Rows from a pointing dataset:
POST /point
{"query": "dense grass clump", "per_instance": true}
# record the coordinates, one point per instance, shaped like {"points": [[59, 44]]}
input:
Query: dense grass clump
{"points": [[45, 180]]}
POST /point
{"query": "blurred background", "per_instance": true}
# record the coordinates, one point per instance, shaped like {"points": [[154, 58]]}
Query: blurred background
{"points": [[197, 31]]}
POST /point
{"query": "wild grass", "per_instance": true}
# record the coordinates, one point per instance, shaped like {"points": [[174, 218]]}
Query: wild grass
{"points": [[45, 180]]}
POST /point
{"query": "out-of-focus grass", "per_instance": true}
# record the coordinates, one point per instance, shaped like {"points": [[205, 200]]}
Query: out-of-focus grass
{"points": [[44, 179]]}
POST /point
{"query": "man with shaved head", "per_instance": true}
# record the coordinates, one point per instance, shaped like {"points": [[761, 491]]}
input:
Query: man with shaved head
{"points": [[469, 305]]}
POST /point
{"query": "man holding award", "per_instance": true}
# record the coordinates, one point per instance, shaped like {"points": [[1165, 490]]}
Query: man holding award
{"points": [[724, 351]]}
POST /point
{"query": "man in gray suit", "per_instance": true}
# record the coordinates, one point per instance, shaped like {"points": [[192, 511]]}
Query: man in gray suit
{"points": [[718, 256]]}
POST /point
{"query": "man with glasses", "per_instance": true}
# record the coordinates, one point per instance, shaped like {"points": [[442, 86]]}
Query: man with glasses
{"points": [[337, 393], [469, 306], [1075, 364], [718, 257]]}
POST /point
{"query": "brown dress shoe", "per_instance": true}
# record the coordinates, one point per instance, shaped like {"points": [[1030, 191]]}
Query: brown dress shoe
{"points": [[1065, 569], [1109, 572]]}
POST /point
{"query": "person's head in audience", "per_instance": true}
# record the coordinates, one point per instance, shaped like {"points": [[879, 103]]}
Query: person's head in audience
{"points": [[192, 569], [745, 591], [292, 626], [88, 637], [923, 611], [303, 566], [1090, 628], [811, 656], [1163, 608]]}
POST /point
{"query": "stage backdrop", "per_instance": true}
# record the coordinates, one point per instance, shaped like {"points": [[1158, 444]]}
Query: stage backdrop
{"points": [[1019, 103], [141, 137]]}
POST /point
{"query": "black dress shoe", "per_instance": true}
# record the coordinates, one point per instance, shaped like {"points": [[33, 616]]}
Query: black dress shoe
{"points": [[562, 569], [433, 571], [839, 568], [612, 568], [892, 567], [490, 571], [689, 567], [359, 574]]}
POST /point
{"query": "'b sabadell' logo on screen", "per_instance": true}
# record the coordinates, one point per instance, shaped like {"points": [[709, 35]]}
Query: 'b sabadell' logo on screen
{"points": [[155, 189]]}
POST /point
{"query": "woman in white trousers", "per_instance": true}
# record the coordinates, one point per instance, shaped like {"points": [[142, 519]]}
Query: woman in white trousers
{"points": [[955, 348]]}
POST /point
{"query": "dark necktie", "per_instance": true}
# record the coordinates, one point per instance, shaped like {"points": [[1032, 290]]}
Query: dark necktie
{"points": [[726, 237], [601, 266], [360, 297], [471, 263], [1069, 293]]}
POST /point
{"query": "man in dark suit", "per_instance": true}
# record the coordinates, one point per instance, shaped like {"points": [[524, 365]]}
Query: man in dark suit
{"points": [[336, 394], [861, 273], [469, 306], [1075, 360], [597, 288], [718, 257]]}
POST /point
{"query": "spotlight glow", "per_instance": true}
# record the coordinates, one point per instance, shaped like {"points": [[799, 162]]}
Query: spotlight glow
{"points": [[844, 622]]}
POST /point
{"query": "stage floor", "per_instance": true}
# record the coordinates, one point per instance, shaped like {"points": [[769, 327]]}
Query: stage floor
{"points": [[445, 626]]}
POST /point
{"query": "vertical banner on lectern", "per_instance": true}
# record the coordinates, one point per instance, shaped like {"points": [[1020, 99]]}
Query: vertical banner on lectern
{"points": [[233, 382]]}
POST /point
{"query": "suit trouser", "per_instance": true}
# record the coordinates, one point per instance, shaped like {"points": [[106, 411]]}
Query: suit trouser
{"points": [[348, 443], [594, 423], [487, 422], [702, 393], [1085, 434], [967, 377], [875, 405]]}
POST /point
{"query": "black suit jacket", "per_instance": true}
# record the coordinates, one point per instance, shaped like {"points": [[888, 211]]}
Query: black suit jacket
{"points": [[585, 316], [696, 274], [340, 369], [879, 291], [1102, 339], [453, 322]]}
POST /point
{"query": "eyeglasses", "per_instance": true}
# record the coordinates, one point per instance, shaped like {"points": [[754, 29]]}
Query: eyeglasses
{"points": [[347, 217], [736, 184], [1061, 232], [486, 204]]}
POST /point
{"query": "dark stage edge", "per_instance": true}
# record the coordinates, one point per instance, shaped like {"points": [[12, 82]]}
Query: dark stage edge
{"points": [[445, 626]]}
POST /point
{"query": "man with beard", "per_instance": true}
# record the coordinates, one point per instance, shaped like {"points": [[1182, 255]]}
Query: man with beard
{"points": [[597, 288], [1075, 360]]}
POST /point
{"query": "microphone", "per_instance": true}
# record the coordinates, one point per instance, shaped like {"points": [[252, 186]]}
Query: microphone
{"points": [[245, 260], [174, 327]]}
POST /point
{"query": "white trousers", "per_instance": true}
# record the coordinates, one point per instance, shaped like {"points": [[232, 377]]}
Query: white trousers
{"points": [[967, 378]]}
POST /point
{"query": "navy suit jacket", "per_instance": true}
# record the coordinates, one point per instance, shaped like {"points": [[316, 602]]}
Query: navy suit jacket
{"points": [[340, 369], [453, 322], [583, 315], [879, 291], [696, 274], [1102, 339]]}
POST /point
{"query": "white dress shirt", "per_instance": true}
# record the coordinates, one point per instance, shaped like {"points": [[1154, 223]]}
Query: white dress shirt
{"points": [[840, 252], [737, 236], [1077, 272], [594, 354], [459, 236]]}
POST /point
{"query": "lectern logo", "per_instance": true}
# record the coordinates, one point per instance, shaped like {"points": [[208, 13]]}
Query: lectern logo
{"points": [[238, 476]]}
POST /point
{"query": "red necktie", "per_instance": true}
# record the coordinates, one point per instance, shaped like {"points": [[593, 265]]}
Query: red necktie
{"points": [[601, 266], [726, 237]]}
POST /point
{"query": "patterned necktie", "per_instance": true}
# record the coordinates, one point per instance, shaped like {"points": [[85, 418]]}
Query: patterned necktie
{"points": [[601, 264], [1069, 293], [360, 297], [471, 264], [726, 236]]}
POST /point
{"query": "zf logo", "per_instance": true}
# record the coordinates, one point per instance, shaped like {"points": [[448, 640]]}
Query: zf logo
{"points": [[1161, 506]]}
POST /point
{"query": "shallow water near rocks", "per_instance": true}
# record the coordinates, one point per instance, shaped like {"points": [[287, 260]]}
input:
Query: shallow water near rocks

---

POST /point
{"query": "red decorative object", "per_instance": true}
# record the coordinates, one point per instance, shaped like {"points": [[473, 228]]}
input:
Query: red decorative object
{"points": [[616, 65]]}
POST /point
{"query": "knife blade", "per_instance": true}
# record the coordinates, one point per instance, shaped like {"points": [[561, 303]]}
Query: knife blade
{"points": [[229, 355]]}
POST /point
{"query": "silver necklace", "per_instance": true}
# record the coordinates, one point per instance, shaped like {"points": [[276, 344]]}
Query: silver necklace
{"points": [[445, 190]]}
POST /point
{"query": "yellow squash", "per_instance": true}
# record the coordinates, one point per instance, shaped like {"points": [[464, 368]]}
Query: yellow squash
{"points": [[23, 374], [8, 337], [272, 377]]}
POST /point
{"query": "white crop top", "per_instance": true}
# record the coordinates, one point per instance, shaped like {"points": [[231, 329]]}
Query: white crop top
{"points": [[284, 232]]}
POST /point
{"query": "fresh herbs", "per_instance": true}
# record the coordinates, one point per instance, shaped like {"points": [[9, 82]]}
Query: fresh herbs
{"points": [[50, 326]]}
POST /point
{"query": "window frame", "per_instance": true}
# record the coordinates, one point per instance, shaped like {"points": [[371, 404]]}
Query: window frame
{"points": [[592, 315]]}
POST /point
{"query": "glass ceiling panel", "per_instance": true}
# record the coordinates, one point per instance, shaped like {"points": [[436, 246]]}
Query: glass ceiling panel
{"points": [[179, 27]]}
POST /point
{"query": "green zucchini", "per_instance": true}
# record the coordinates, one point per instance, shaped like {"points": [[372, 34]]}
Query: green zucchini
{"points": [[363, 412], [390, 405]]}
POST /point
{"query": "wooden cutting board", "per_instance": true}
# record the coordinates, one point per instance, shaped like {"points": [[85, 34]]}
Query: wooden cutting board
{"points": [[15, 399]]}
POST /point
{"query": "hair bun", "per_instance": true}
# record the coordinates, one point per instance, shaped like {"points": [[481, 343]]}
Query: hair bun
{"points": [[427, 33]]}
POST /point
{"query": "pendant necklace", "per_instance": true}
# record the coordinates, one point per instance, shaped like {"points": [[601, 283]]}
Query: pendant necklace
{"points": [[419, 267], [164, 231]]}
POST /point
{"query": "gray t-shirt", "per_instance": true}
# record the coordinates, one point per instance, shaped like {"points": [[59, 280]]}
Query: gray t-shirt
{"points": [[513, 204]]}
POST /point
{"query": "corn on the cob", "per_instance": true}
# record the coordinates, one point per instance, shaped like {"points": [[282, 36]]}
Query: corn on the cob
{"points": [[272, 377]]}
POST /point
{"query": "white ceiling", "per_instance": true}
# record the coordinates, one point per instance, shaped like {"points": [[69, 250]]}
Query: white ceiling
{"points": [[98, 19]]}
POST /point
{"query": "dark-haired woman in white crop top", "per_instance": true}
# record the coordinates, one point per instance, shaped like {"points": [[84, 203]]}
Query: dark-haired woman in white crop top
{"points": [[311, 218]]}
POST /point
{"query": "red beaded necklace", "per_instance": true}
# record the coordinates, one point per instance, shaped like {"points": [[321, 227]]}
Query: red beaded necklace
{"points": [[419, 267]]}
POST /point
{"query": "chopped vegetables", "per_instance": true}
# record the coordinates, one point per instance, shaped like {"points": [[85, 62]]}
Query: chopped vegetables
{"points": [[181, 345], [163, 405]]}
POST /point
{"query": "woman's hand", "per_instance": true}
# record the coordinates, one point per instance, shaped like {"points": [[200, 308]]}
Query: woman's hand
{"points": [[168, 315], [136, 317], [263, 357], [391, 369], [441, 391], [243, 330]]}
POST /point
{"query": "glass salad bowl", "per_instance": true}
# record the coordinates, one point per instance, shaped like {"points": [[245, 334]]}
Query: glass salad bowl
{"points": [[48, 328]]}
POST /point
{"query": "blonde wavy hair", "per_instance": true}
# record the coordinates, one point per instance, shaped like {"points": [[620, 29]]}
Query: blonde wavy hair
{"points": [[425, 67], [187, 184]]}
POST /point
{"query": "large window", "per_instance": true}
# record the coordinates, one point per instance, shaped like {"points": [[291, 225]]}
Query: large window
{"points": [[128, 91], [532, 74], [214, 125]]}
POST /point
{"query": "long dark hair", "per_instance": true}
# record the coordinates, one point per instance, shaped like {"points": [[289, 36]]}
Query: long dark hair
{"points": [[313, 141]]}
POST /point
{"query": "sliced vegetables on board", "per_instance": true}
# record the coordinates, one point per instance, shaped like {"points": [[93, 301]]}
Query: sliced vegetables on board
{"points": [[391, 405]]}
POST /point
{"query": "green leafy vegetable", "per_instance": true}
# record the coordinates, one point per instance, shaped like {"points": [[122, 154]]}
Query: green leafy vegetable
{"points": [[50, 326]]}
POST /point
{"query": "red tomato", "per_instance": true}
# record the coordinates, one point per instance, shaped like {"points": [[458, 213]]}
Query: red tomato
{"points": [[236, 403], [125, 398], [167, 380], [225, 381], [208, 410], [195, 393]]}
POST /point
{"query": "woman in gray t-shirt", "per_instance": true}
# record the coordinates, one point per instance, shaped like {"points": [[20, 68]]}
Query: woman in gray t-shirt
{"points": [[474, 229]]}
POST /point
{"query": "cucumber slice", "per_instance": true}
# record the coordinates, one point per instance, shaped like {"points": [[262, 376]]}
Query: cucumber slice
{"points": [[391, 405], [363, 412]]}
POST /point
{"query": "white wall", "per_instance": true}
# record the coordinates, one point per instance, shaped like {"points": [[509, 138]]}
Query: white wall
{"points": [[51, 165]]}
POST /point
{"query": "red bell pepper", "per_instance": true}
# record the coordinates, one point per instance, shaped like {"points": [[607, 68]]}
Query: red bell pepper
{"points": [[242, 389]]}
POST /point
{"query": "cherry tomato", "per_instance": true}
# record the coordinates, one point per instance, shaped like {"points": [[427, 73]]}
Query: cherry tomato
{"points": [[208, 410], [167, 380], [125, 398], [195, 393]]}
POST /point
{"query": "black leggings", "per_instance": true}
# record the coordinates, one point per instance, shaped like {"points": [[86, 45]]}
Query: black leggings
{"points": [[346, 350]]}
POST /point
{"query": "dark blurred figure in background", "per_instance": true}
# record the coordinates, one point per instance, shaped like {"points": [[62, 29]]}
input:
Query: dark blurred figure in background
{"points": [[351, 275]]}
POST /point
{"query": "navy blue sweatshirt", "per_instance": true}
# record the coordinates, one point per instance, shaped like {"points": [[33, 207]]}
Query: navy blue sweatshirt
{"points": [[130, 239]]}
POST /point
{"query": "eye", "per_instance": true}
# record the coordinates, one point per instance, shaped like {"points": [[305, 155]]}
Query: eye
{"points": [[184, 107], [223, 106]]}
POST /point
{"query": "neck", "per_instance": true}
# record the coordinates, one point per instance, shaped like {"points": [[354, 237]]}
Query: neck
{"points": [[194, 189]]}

==

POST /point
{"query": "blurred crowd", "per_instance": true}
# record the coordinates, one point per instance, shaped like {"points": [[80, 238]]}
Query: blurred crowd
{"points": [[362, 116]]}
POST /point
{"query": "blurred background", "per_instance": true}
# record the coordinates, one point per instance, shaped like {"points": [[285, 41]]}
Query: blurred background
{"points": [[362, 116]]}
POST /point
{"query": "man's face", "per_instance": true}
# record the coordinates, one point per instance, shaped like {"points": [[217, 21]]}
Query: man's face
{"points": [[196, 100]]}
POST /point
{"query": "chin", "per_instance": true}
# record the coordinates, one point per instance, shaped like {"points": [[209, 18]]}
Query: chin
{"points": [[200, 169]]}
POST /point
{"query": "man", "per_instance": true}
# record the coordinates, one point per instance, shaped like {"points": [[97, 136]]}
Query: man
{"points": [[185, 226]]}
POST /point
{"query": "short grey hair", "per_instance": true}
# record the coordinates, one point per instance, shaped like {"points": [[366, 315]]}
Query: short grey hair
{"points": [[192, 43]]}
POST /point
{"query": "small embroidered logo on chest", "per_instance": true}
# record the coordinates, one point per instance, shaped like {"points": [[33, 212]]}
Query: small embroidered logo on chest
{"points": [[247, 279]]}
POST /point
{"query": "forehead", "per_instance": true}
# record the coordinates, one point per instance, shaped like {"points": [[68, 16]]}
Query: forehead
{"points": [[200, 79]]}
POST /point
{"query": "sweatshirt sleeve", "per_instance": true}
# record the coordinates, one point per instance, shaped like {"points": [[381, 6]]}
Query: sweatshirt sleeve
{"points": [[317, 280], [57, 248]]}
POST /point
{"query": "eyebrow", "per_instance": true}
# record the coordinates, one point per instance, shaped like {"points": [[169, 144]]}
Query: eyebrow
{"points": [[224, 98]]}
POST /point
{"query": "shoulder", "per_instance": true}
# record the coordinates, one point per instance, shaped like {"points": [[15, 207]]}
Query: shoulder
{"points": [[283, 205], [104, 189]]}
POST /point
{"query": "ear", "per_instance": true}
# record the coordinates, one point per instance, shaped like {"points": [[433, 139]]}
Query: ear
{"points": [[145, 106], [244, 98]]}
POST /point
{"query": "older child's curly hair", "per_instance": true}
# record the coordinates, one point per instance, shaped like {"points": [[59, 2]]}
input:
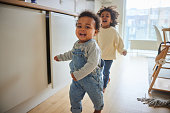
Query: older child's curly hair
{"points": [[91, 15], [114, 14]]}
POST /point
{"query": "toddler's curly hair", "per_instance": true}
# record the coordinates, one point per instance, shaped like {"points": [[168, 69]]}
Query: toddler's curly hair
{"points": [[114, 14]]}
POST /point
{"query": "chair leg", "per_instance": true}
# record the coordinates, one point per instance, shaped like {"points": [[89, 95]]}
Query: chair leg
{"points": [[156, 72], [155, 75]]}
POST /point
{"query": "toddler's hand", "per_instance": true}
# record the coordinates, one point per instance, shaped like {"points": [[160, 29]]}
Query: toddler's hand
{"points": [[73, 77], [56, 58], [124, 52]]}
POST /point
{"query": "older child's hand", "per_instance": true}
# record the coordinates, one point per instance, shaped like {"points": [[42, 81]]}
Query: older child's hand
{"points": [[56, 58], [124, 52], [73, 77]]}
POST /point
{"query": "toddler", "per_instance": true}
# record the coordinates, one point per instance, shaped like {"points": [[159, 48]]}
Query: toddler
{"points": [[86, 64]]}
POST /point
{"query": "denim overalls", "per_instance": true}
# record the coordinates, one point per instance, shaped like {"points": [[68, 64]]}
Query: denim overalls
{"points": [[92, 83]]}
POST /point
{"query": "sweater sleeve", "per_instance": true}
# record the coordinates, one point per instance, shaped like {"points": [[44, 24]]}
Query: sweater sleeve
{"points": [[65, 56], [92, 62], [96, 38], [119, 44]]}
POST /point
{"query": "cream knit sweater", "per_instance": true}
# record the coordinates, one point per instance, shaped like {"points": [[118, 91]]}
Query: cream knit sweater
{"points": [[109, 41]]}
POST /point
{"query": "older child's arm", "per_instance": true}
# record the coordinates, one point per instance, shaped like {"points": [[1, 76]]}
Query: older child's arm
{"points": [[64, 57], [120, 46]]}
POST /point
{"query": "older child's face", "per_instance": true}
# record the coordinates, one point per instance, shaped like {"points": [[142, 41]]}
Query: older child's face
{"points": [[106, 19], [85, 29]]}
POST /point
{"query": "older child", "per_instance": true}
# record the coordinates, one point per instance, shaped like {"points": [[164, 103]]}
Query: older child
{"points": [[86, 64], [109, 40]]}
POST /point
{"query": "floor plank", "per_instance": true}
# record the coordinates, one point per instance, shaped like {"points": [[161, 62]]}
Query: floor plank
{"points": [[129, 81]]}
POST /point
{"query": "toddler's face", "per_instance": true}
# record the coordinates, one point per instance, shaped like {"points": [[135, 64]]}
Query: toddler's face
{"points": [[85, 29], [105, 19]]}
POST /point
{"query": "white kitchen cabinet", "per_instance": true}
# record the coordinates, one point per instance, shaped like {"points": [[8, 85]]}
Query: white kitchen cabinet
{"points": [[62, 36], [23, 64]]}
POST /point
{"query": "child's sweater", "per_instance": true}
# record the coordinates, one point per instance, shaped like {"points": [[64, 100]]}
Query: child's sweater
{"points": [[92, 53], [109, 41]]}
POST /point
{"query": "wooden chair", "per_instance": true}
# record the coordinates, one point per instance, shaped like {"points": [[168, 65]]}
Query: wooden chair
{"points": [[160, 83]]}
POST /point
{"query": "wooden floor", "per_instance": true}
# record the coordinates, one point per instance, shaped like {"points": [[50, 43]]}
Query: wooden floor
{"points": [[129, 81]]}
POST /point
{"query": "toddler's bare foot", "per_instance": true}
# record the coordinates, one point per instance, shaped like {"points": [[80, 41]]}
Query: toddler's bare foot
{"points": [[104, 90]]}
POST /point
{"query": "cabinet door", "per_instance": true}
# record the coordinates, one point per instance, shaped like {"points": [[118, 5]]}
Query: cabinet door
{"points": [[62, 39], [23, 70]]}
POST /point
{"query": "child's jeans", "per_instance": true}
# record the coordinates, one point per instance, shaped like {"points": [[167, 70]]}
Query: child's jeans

(Direction)
Filter the material above down to the lines containing the string "foot", matching case exactly, and copy each such line.

(Answer to this task)
{"query": "toddler's bare foot", "per_instance": true}
Query: toddler's bare foot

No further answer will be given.